● What needs to be done:
Rewrite the entries below with "quickstart" swapped for "tutorial" everywhere it occurs, keeping everything else the same.

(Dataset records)
# # #

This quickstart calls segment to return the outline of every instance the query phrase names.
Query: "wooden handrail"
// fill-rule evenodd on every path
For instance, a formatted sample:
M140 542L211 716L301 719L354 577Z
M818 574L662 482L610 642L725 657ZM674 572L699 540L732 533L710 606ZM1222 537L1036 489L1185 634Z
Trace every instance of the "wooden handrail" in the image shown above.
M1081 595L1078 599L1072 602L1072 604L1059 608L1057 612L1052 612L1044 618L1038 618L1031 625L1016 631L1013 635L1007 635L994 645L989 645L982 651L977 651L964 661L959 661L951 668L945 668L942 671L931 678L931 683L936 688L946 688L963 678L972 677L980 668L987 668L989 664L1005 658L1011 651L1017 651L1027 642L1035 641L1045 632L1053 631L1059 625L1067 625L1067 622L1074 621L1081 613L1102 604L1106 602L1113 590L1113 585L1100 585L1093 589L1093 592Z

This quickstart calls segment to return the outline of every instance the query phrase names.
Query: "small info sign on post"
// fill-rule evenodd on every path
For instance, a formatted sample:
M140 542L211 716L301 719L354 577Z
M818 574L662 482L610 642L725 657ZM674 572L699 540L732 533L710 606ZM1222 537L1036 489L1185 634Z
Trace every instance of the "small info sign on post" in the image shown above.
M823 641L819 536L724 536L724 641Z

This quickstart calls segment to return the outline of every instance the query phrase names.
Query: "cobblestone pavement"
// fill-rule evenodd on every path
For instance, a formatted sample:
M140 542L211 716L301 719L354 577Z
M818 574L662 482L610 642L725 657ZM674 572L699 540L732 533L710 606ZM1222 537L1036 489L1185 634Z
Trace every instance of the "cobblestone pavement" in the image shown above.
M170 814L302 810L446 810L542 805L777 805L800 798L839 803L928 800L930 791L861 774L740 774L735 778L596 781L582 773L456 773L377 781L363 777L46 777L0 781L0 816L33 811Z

# # #

● Full answer:
This tutorial calls segment to return the outline of every instance the query phrase names.
Query: "wooden handrail"
// fill-rule evenodd on every path
For instance, a formatted sample:
M140 542L211 716L301 719L354 577Z
M818 574L662 482L610 642L725 657ZM674 572L699 540L732 533L710 606ZM1222 537L1036 489L1185 634Z
Trace every instance of the "wooden handrail" in the image shown above.
M1081 595L1078 599L1072 602L1072 604L1059 608L1057 612L1052 612L1044 618L1038 618L1031 625L1016 631L1013 635L1007 635L994 645L989 645L982 651L977 651L964 661L959 661L951 668L945 668L942 671L931 678L931 683L936 688L946 688L963 678L972 677L980 668L987 668L989 664L1005 658L1011 651L1017 651L1027 642L1035 641L1045 632L1053 631L1059 625L1067 625L1067 622L1074 621L1081 613L1102 604L1106 602L1113 590L1113 585L1100 585L1093 589L1093 592Z

This tutorial calls segment to return the outline of every instance the query phrase names.
Query: "small info sign on post"
// fill-rule evenodd on every path
For instance, a formatted sample:
M140 542L211 716L301 719L354 577Z
M818 574L662 482L610 642L725 657ZM674 572L699 540L732 533L710 606ZM1222 537L1036 489L1185 634Z
Trace every instance of the "small info sign on post" in the image shown above.
M823 641L819 536L724 536L724 641Z

This tutorial calls segment to return the outline of every instance the query phrase names.
Query: "cobblestone pavement"
// fill-rule evenodd on every path
For instance, a formatted sample:
M140 542L211 716L301 719L354 577Z
M818 574L662 482L610 642L725 657ZM674 572L699 540L732 533L710 606ZM1222 537L1036 489L1185 634Z
Trace every instance of the "cobblestone pavement" in the image shown above.
M170 814L302 810L446 810L542 805L777 805L800 798L839 803L928 800L930 791L861 774L740 774L735 778L596 781L582 773L456 773L377 781L363 777L46 777L0 781L0 816L33 811Z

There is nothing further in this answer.